►

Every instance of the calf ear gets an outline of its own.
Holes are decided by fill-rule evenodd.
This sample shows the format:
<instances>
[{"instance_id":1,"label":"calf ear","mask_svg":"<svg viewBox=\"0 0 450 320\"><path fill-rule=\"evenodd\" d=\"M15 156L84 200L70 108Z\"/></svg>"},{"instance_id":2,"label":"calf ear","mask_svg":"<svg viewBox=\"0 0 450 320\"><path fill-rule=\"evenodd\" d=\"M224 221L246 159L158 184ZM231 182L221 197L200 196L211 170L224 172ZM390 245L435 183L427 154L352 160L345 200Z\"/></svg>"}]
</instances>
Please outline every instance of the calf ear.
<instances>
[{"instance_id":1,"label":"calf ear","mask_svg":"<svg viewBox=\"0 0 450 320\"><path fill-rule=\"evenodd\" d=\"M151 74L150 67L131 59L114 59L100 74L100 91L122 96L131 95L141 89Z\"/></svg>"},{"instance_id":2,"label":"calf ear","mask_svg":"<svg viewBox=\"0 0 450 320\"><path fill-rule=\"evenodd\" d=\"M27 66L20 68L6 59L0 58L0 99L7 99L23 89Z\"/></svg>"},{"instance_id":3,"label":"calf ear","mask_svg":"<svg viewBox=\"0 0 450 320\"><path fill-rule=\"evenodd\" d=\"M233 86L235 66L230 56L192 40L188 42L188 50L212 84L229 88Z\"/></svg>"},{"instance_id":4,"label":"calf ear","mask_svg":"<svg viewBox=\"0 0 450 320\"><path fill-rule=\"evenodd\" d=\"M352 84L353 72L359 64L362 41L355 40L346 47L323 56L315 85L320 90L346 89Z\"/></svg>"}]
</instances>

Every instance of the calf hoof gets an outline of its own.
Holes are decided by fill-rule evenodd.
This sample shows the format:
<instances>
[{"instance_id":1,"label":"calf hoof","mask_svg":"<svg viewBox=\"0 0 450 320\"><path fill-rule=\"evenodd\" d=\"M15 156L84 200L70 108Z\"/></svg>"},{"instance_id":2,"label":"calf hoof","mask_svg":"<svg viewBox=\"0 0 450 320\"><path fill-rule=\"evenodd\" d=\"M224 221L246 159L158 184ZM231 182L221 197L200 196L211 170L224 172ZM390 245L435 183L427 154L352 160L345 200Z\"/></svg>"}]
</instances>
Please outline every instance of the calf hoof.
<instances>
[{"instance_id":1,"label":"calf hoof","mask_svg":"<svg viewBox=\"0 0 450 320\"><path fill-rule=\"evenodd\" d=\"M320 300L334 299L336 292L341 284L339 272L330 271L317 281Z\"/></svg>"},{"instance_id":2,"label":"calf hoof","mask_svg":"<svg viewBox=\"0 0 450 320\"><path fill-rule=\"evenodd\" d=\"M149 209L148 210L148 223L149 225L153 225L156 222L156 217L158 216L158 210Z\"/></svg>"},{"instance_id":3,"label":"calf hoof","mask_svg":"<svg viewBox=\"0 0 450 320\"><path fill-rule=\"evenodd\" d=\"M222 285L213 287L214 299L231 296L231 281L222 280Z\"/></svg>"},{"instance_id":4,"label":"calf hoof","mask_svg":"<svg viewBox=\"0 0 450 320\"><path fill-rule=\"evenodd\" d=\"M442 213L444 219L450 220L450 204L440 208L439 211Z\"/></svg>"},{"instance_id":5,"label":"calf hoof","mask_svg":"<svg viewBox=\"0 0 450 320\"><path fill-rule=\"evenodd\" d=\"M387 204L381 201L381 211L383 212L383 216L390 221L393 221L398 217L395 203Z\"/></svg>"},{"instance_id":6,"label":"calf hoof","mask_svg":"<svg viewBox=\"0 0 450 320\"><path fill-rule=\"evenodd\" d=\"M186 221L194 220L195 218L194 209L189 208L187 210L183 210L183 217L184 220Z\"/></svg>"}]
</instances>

◄

### AIM OF THE EXERCISE
In the material above, which lines contain "gets"? Copy each of them.

### RESPONSE
Every instance of the calf ear gets an outline of its own.
Every instance of the calf hoof gets an outline of its own.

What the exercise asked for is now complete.